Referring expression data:

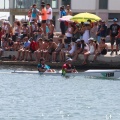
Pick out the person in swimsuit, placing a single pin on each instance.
(68, 67)
(51, 48)
(102, 49)
(42, 67)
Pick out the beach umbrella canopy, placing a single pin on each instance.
(65, 18)
(83, 17)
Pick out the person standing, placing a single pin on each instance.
(35, 13)
(62, 24)
(44, 17)
(49, 13)
(51, 30)
(68, 10)
(98, 31)
(114, 28)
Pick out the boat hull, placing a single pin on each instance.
(115, 74)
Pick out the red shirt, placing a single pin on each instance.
(1, 33)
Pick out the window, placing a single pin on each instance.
(103, 4)
(66, 2)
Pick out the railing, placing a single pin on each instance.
(25, 4)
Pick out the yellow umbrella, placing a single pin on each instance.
(83, 17)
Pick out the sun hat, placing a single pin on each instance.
(78, 40)
(91, 39)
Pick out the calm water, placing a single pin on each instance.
(34, 97)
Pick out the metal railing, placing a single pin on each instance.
(25, 4)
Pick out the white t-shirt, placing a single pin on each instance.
(49, 16)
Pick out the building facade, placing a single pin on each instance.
(106, 9)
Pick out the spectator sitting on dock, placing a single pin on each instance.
(82, 47)
(57, 50)
(10, 45)
(24, 50)
(102, 49)
(64, 50)
(33, 46)
(91, 51)
(51, 48)
(38, 53)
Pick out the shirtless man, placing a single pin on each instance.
(51, 30)
(102, 49)
(38, 52)
(51, 48)
(68, 10)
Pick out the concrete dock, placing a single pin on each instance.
(102, 62)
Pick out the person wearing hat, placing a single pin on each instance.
(68, 67)
(44, 17)
(34, 13)
(99, 30)
(42, 67)
(60, 46)
(91, 51)
(39, 51)
(114, 28)
(51, 48)
(33, 28)
(80, 48)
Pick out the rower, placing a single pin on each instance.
(42, 67)
(68, 67)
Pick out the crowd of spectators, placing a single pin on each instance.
(28, 38)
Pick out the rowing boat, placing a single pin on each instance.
(115, 74)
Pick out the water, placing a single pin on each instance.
(35, 97)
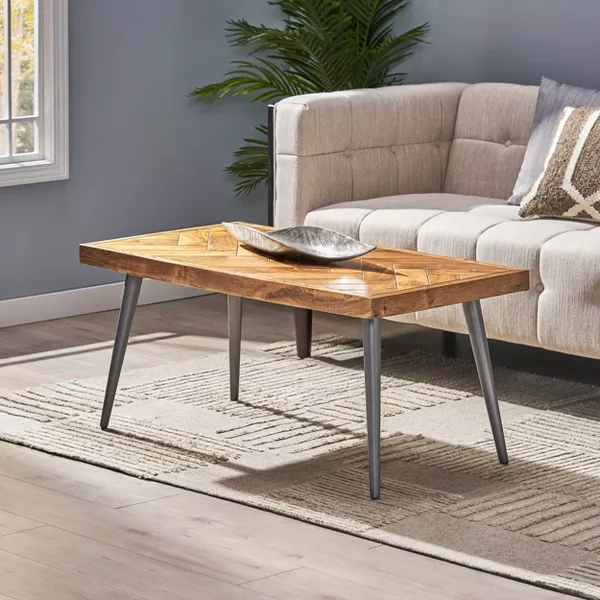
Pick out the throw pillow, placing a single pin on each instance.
(553, 98)
(569, 186)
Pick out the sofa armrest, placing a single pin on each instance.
(361, 144)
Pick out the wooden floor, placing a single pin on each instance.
(74, 531)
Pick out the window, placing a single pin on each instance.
(33, 91)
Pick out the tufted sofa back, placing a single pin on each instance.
(493, 124)
(414, 139)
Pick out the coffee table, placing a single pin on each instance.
(384, 283)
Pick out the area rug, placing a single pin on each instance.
(295, 444)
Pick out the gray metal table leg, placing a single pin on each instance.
(481, 352)
(303, 324)
(234, 315)
(372, 346)
(128, 306)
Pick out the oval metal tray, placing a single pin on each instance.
(314, 243)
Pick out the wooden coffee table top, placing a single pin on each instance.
(384, 283)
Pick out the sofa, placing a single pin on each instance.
(430, 167)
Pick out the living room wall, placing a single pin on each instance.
(143, 157)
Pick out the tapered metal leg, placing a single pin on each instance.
(234, 310)
(128, 306)
(303, 323)
(481, 352)
(372, 346)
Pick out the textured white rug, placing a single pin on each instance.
(295, 444)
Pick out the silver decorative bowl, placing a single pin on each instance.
(314, 243)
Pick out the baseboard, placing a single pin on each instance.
(70, 303)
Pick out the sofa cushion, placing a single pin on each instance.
(486, 235)
(492, 130)
(360, 219)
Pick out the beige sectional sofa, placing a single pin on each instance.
(430, 168)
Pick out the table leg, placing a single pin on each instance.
(128, 306)
(372, 346)
(481, 352)
(234, 316)
(303, 324)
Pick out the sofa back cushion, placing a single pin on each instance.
(493, 126)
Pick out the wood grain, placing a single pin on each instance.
(385, 283)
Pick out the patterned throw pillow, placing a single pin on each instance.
(569, 186)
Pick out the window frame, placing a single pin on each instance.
(52, 161)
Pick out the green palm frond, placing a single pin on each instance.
(323, 46)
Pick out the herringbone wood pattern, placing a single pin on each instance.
(383, 283)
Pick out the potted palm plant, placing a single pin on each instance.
(322, 46)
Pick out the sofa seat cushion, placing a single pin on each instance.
(489, 236)
(561, 256)
(360, 218)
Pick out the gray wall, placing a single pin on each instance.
(144, 158)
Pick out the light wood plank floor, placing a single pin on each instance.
(73, 531)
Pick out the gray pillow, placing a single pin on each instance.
(553, 98)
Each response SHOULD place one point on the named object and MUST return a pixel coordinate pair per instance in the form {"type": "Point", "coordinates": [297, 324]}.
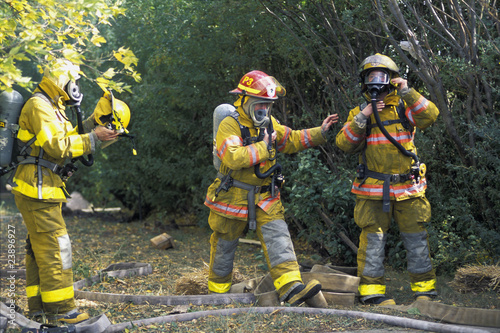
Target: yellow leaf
{"type": "Point", "coordinates": [97, 40]}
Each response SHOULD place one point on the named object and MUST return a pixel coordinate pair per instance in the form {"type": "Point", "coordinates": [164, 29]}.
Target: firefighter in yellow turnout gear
{"type": "Point", "coordinates": [386, 188]}
{"type": "Point", "coordinates": [230, 209]}
{"type": "Point", "coordinates": [39, 190]}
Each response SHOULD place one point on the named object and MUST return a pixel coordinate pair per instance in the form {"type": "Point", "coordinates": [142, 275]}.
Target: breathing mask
{"type": "Point", "coordinates": [259, 111]}
{"type": "Point", "coordinates": [72, 88]}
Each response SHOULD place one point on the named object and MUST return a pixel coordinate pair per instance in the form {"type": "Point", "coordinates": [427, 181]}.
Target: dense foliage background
{"type": "Point", "coordinates": [191, 53]}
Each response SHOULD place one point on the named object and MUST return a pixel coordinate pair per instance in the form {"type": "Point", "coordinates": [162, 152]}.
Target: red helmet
{"type": "Point", "coordinates": [259, 84]}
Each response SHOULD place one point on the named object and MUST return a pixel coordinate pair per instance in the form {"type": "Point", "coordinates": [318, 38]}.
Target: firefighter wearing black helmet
{"type": "Point", "coordinates": [386, 186]}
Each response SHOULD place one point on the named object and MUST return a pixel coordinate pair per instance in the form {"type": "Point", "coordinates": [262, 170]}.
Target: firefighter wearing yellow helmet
{"type": "Point", "coordinates": [388, 185]}
{"type": "Point", "coordinates": [245, 193]}
{"type": "Point", "coordinates": [39, 189]}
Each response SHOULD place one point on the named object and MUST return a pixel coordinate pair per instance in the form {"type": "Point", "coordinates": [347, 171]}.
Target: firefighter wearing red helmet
{"type": "Point", "coordinates": [245, 159]}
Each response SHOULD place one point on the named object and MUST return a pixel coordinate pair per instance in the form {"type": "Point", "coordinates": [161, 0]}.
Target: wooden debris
{"type": "Point", "coordinates": [162, 242]}
{"type": "Point", "coordinates": [477, 279]}
{"type": "Point", "coordinates": [249, 241]}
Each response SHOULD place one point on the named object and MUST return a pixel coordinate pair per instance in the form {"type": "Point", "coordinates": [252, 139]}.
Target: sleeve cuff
{"type": "Point", "coordinates": [360, 119]}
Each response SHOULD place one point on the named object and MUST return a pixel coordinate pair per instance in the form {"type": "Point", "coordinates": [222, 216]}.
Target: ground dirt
{"type": "Point", "coordinates": [101, 239]}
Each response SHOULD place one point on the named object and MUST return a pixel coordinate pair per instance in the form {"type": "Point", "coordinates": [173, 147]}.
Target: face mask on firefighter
{"type": "Point", "coordinates": [377, 81]}
{"type": "Point", "coordinates": [74, 93]}
{"type": "Point", "coordinates": [260, 112]}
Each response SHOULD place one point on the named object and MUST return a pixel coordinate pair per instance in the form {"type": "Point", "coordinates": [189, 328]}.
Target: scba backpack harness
{"type": "Point", "coordinates": [227, 110]}
{"type": "Point", "coordinates": [13, 151]}
{"type": "Point", "coordinates": [417, 170]}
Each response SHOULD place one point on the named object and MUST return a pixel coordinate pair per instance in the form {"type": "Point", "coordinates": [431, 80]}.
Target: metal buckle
{"type": "Point", "coordinates": [396, 178]}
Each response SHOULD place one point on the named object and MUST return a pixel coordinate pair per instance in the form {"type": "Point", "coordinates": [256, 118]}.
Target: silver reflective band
{"type": "Point", "coordinates": [65, 250]}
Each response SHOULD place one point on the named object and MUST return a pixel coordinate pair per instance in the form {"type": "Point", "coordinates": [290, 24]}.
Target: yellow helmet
{"type": "Point", "coordinates": [112, 113]}
{"type": "Point", "coordinates": [383, 64]}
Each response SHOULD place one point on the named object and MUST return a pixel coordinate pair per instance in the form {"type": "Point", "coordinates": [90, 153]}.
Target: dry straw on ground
{"type": "Point", "coordinates": [473, 279]}
{"type": "Point", "coordinates": [195, 283]}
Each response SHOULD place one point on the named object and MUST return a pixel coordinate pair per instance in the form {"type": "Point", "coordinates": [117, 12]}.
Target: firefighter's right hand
{"type": "Point", "coordinates": [273, 136]}
{"type": "Point", "coordinates": [367, 111]}
{"type": "Point", "coordinates": [105, 134]}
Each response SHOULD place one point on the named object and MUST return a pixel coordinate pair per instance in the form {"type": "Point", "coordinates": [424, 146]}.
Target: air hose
{"type": "Point", "coordinates": [417, 169]}
{"type": "Point", "coordinates": [275, 170]}
{"type": "Point", "coordinates": [374, 95]}
{"type": "Point", "coordinates": [79, 117]}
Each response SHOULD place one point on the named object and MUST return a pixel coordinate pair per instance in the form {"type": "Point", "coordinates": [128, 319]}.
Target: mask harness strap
{"type": "Point", "coordinates": [417, 169]}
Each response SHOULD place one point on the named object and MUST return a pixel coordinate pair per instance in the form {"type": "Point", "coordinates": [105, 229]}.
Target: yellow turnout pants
{"type": "Point", "coordinates": [49, 275]}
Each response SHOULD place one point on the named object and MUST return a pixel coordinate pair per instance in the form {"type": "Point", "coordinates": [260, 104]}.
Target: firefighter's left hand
{"type": "Point", "coordinates": [104, 134]}
{"type": "Point", "coordinates": [328, 122]}
{"type": "Point", "coordinates": [400, 83]}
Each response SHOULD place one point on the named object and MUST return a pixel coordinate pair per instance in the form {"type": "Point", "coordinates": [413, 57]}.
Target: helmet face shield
{"type": "Point", "coordinates": [259, 84]}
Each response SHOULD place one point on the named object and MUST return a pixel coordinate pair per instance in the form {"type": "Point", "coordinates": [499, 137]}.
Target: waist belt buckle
{"type": "Point", "coordinates": [396, 178]}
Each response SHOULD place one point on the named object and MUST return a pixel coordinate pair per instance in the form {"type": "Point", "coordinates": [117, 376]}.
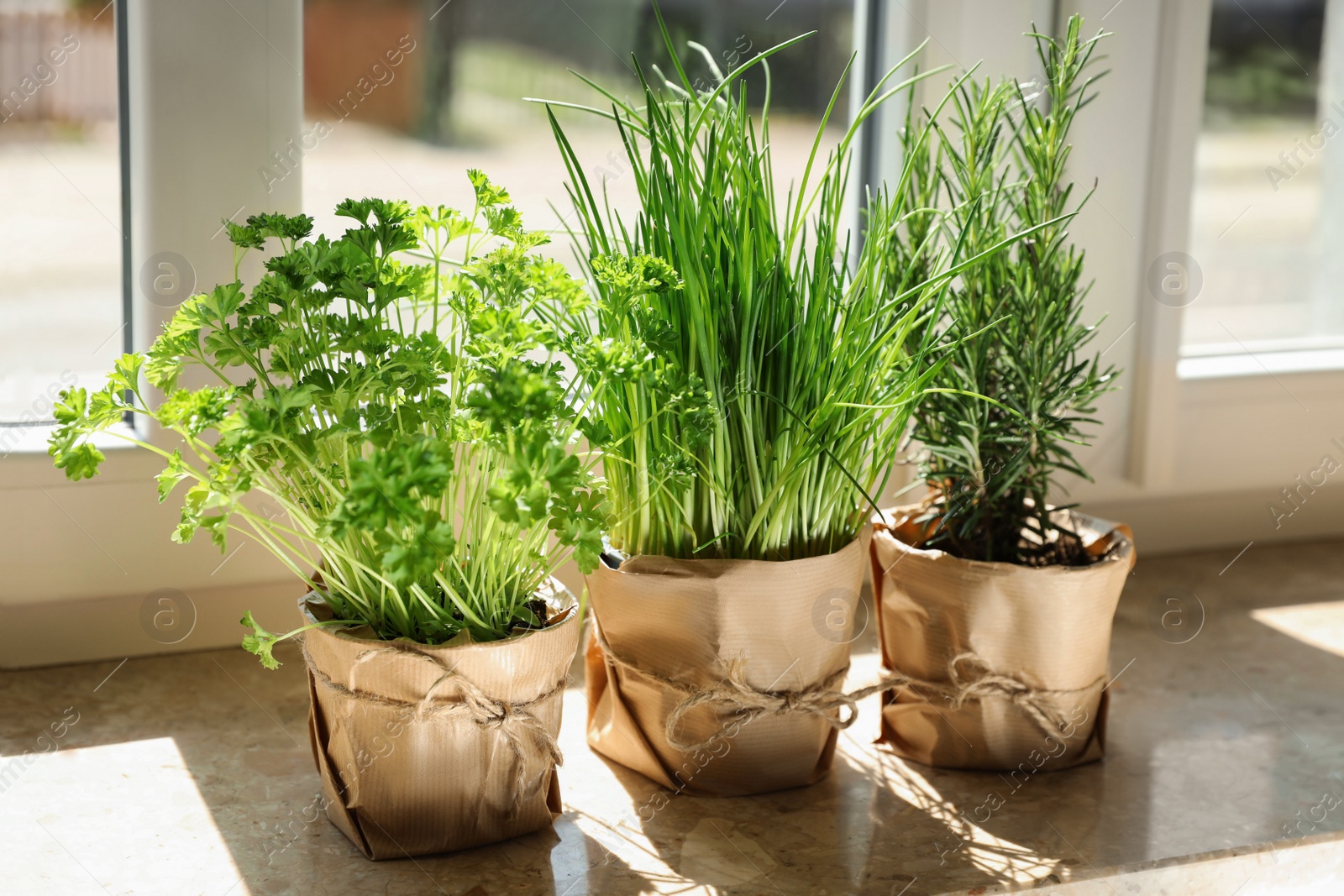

What you have to do> The copy should hold exactly the lines from the line containing "Target: waist belt buckle" through the end of the data, both ends included, and no pictures.

Answer section>
Target: waist belt buckle
{"type": "Point", "coordinates": [396, 178]}
Each response SHOULD place one point on the named object and MUST return a pixel coordinate pair per instance in the form {"type": "Point", "coordinates": [117, 376]}.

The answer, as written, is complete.